What the task requires - Please write the next part of the article on Johnson's autoimmune gastritis diagnosis, starting right after its last sentence.

==== Passage provided ====

Johnson, 48, explained that autoimmune gastritis (AIG) is a chronic condition that damages the stomach lining and can lead to iron deficiency, anemia, vitamin B12 deficiency, and an increased risk of stomach cancer. He said the disease had likely begun developing years ago alongside the autoimmune thyroid condition he was diagnosed with at the age of 21. What makes the revelation particularly striking is that Johnson — a man who submits himself to an extraordinary battery of medical tests — still went years without catching it.

How the Diagnosis Was Finally Uncovered

The diagnosis came after years of persistently low iron levels despite dietary changes and getting supplements. Doctors initially investigated whether hidden blood loss from bowel cancer or polyps was responsible for his iron deficiency by performing a colonoscopy, which returned normal results. It was only through deeper, more targeted investigation that the real culprit emerged.

Fifteen minutes before one procedure, blood results returned showing elevated levels of anti-parietal-cell antibodies — at roughly five times the upper limit of normal. His team had ordered five biopsies taken from three regions of his stomach. The biopsies were the critical piece — had they not been ordered, the endoscopy would have been completed and AIG would have remained undiagnosed, as there were no visual signatures of the condition. Two days later, biopsy results came in showing clear signs of early autoimmune gastritis: early atrophy confined to the acid-producing lining, with the rest of the stomach still spared.

Why This Disease Is So Easy to Miss

According to the U.S. National Institute of Diabetes and Digestive and Kidney Diseases, autoimmune gastritis occurs when the immune system mistakenly attacks healthy cells in the stomach lining. The condition is chronic and typically non-erosive, gradually damaging the stomach's acid-producing parietal cells, which are important for digestion. It affects an estimated 2–5% of people, and likely more, because it hides and is challenging to diagnose. It's usually silent for years, surfacing only once the stomach has atrophied enough to do real damage: iron deficiency first, then B12 deficiency, then anemia from both, and over a long horizon, raised stomach-cancer risk.

==== Input data ====

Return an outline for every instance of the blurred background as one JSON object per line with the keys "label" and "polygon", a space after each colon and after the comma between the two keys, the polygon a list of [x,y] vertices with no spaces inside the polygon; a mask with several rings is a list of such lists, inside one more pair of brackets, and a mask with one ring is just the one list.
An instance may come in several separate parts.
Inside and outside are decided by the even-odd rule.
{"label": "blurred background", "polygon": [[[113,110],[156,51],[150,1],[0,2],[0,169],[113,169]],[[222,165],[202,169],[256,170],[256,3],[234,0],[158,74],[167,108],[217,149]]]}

====

Task response -
In one study of people with precancerous gastric lesions, roughly 18% carried the autoimmune antibodies, and only about 1% had ever been diagnosed. The earliest clue — low ferritin — is the one standard medicine tends to overlook. Low iron stores get normalized and rarely investigated at all when anemia hasn't yet appeared. Johnson noted that this blind spot hid his own condition for a decade. His situation was actually three linked problems: the iron deficiency, the autoimmune gastritis driving it, and autoimmune thyroid disease alongside it — with low iron impairing thyroid hormone conversion, and an underactive thyroid impairing how the body uses iron. Each made the other harder to fix.

Johnson's Plan: Manage It, Then Try to Cure It

Johnson revealed that a 1,000mg iron infusion successfully corrected his longstanding iron deficiency while doctors continue monitoring the disease's progression. But he isn't stopping at management. Rather than accepting the diagnosis, Johnson said he intends to challenge conventional treatment approaches, writing that his team is going to try to solve his AIG — a plan that includes regular monitoring, repeat biopsies, and experimental therapies targeting the underlying autoimmune process.

Johnson argued that modern medicine has normalized too many conditions that erode health, shrinking the goal to monitoring and management while a cure is rarely even attempted — and that most of these verdicts were handed down decades ago, in an era that predates nearly all current technology and science. He believes that in the age of AI, multiomics, and custom-built DNA, proteins, and cells, no condition should be presumed incurable simply because no one has yet tried to cure it with today's tools. Whether Johnson can actually push the science forward on AIG remains to be seen — but his diagnosis has already done something valuable: it's put a poorly understood, widely underdiagnosed disease on millions of people's radar.